§ **Assignment**
Filter the records below for the word "binder". Copy each line that holds it.

[Recorded data]
Start of Block
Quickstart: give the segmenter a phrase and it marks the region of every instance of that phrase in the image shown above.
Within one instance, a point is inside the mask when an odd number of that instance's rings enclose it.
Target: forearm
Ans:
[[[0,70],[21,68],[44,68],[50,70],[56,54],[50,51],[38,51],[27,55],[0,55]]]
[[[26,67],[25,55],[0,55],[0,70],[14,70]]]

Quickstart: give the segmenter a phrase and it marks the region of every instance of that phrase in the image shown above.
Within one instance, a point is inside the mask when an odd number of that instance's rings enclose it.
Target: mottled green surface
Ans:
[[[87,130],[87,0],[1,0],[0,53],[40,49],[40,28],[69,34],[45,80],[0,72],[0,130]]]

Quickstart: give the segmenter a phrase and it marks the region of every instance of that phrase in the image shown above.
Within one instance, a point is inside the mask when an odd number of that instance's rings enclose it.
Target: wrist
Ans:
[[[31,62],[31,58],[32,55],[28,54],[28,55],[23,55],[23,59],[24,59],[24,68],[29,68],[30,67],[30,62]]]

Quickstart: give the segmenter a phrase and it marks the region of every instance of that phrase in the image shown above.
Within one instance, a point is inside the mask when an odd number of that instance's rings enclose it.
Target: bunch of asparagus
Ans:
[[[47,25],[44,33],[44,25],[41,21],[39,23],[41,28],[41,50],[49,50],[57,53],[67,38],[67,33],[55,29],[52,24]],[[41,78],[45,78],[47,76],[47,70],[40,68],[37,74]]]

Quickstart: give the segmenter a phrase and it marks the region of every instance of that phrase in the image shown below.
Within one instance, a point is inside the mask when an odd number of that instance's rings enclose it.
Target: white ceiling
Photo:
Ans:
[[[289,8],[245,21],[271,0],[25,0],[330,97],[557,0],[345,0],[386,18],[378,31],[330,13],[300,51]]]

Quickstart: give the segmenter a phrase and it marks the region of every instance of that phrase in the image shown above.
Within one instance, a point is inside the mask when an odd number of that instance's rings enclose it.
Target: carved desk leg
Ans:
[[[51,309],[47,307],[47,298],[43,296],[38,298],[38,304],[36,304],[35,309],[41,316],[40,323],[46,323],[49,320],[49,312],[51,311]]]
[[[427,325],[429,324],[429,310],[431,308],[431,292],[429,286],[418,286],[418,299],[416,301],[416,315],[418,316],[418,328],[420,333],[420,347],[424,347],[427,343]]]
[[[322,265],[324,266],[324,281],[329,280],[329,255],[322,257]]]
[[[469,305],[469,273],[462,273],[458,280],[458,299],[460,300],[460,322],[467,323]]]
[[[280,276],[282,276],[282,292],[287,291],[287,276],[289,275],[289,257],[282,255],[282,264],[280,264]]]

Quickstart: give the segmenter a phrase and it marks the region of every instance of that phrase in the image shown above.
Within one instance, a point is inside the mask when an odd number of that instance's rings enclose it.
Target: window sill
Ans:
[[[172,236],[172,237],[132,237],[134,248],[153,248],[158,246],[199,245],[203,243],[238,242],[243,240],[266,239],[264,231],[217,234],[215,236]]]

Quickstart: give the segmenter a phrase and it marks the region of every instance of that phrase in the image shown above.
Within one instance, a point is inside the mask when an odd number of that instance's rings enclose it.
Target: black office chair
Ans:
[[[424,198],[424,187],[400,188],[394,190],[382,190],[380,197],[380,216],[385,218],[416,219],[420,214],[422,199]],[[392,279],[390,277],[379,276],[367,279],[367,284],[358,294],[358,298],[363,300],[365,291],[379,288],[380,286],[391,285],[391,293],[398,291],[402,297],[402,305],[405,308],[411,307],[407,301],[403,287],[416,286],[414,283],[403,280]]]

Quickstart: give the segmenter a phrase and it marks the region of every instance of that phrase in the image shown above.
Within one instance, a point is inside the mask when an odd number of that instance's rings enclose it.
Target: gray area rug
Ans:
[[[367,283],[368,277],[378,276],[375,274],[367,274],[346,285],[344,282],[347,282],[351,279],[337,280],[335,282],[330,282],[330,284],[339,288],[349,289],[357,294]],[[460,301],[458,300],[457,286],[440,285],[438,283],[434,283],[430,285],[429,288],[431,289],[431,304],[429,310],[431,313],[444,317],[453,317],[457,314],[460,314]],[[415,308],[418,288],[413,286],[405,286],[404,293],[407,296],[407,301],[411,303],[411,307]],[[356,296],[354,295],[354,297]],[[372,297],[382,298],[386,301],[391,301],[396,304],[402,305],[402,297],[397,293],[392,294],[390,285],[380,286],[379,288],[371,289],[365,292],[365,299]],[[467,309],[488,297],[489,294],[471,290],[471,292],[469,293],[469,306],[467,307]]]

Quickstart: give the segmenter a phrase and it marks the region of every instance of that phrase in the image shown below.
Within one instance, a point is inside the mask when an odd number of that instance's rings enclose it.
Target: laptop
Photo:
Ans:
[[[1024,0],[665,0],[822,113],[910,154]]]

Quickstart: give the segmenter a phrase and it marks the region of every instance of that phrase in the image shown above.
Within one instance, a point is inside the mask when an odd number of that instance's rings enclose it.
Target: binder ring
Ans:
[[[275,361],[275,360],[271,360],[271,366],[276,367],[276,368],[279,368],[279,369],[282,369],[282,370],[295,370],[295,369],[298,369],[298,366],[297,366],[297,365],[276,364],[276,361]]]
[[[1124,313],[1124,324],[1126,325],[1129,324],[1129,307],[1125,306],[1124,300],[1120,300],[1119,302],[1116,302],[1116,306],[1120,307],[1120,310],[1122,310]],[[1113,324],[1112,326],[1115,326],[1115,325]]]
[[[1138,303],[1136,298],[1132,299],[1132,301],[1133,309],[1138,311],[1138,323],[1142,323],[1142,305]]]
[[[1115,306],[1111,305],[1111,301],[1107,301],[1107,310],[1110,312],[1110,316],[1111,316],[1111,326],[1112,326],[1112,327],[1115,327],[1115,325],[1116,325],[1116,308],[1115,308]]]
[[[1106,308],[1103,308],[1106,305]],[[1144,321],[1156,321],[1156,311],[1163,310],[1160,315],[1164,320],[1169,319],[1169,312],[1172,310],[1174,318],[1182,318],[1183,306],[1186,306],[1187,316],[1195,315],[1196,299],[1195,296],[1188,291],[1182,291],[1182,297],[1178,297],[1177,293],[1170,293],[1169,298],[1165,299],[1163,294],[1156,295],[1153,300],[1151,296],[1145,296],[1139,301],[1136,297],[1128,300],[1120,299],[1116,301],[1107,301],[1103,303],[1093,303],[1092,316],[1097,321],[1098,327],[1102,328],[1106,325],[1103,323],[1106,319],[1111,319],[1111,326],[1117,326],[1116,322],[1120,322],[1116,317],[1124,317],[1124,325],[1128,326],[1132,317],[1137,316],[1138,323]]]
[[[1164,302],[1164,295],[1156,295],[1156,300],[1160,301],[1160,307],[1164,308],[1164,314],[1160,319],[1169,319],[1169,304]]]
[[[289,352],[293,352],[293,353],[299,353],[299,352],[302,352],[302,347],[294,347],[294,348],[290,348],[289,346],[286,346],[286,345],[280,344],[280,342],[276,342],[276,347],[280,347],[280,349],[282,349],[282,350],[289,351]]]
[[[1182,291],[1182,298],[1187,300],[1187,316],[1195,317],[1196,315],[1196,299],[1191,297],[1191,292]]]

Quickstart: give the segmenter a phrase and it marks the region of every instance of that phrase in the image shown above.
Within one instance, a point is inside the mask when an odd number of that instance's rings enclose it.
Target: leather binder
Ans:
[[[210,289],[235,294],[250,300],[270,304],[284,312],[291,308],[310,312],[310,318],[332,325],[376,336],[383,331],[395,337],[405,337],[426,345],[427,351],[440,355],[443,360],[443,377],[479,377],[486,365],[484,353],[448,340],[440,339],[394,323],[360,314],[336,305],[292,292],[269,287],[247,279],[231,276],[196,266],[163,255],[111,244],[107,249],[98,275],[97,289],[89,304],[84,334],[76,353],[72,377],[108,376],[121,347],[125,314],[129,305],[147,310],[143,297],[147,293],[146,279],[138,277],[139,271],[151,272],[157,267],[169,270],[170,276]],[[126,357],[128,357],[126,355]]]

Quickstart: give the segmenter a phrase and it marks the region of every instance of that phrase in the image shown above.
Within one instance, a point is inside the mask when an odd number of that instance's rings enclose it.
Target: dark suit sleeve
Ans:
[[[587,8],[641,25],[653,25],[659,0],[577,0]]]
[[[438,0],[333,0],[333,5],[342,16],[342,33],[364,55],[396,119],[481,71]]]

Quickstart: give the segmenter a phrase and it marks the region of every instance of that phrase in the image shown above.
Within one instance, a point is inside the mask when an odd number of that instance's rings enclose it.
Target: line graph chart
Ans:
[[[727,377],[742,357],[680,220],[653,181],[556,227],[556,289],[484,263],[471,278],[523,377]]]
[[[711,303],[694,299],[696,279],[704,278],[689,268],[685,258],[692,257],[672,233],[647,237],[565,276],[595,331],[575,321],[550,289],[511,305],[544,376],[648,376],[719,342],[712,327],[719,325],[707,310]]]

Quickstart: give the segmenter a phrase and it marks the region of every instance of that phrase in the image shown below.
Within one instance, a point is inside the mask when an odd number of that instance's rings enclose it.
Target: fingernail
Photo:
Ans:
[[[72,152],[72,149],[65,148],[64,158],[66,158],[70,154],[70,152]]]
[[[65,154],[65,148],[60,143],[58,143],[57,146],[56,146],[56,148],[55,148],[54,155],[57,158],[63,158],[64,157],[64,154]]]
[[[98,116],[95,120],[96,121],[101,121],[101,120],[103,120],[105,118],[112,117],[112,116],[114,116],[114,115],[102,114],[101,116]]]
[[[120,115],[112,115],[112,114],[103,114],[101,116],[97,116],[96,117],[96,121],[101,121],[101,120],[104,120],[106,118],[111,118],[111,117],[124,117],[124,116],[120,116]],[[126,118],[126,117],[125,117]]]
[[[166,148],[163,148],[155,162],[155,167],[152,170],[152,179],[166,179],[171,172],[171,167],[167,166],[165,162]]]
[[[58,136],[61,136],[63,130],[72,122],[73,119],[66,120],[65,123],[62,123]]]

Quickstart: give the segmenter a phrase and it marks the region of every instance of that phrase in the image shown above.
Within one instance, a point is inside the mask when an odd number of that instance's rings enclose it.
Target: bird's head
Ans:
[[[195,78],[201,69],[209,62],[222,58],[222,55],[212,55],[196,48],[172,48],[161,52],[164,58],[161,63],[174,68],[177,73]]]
End of Block
§ **Task result**
Target: binder ring
Target: leather binder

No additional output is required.